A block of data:
────────────────────────────────────────

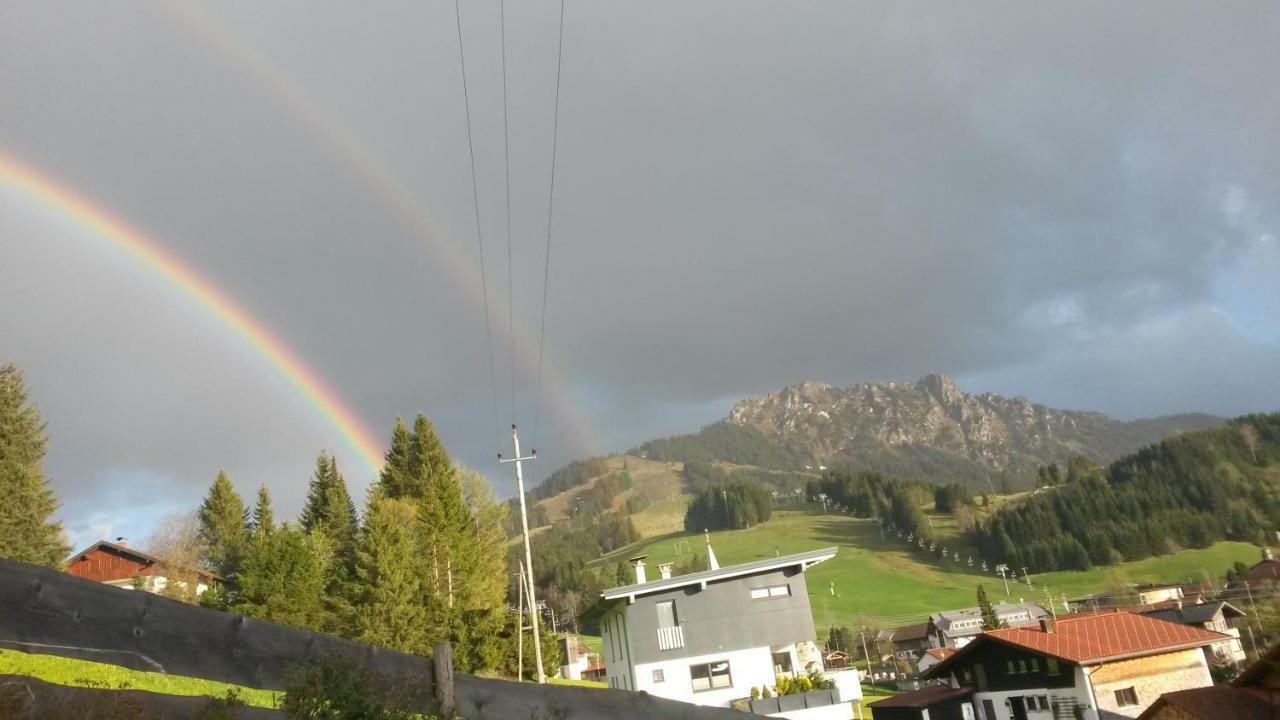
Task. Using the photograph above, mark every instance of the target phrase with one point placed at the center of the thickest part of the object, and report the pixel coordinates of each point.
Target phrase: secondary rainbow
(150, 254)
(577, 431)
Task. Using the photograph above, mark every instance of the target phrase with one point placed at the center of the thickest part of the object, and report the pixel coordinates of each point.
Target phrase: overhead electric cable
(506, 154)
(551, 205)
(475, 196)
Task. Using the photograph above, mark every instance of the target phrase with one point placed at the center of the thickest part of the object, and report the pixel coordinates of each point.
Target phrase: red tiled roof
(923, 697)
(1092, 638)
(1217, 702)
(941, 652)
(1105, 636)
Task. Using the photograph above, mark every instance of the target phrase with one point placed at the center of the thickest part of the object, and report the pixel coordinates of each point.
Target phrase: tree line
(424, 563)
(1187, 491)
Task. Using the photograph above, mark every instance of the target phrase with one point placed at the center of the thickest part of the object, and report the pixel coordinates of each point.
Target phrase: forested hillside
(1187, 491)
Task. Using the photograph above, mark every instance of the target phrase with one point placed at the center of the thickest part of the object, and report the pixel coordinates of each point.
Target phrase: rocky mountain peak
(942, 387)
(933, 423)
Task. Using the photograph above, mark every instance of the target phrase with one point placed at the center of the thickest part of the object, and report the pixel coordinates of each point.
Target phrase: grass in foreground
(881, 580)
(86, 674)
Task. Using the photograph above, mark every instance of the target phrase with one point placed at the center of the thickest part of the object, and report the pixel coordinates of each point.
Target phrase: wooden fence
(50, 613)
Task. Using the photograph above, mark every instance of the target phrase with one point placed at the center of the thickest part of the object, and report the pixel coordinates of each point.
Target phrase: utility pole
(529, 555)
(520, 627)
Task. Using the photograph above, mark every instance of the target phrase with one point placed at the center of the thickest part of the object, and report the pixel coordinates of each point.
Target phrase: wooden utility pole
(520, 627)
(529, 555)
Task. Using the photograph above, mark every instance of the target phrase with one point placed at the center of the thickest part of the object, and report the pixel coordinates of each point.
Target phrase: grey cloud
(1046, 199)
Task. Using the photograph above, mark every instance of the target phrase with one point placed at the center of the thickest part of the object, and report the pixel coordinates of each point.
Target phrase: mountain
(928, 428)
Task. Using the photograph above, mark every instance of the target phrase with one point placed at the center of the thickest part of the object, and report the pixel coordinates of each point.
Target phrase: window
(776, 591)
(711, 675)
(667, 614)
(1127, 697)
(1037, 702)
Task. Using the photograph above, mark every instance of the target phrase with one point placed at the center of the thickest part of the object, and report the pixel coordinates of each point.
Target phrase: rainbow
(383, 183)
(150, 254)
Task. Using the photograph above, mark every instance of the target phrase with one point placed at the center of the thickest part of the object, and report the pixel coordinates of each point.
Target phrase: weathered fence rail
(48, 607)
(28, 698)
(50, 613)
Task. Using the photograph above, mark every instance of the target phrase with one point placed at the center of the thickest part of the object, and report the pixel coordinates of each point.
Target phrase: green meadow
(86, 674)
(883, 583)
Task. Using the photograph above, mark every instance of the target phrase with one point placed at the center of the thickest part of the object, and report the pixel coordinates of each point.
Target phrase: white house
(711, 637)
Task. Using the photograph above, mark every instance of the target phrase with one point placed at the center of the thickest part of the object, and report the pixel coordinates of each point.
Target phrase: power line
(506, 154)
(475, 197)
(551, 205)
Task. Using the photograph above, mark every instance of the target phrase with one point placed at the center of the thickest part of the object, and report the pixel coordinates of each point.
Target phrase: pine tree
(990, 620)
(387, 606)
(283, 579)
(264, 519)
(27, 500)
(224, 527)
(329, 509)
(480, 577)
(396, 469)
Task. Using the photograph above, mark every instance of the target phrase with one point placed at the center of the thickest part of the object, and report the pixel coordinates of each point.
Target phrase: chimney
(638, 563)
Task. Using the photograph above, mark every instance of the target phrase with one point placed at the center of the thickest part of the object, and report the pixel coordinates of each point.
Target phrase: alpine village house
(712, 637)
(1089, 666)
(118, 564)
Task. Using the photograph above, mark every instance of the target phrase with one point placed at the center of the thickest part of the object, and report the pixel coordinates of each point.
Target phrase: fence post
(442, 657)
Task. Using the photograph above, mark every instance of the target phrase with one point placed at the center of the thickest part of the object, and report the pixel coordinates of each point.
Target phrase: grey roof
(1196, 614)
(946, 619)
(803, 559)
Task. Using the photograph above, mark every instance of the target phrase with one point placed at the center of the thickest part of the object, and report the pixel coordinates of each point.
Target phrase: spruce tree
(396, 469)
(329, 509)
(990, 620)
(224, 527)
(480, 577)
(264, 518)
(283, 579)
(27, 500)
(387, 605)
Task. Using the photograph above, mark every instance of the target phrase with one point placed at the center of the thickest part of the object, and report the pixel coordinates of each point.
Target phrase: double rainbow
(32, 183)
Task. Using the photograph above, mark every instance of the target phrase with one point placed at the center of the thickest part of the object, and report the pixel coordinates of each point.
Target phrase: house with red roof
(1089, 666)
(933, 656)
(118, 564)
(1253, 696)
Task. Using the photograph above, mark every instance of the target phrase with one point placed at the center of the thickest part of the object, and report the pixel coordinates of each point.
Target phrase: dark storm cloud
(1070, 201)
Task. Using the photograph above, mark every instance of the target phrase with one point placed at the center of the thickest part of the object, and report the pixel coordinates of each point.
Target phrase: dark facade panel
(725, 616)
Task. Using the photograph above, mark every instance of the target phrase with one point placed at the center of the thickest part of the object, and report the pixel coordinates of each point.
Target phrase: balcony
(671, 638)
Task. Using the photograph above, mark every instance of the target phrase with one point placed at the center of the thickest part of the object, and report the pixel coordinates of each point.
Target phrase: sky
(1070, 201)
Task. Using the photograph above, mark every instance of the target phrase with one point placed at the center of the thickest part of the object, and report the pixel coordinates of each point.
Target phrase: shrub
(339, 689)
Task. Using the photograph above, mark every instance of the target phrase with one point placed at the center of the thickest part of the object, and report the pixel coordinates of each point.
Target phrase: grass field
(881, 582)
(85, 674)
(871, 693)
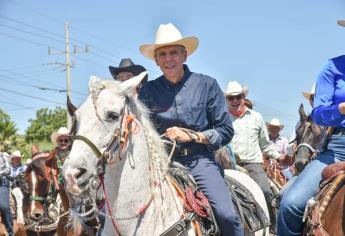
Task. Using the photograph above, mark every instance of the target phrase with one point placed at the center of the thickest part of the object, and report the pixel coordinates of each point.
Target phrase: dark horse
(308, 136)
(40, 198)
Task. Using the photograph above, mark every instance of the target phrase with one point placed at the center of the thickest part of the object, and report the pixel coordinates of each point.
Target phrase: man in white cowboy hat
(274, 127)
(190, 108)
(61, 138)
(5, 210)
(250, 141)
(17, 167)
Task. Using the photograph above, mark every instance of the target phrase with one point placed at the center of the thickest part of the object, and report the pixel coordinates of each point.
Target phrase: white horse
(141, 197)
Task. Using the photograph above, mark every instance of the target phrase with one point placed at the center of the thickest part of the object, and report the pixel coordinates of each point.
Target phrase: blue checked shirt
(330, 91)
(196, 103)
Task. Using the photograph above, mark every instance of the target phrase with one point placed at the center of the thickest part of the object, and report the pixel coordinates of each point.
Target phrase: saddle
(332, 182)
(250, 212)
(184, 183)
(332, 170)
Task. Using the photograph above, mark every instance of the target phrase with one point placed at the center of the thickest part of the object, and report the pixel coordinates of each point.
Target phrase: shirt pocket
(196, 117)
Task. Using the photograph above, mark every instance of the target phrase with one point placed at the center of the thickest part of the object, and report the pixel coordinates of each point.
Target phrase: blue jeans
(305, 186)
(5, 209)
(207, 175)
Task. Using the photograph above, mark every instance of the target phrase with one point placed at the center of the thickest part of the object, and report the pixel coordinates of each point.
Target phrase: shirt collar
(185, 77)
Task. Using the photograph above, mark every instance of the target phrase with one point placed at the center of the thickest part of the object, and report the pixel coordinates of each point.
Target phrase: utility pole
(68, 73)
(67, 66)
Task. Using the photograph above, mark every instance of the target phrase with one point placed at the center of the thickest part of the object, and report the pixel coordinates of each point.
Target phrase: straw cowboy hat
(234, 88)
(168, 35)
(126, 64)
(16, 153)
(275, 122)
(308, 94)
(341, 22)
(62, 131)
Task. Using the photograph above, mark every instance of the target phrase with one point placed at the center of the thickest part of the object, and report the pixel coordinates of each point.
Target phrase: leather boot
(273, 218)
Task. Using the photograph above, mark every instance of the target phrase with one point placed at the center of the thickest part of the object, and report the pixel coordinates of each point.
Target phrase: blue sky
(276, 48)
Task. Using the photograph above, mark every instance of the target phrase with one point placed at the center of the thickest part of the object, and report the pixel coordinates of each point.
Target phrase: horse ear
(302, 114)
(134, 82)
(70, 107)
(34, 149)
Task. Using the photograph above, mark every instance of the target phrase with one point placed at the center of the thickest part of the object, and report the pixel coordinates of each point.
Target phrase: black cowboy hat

────────────────────────────────────────

List each line of the data above that contains the word "blue", copying every such line in full.

#### Answer to the task
Target phrase: blue checked shirt
Target phrase: blue jeans
Target phrase: blue sky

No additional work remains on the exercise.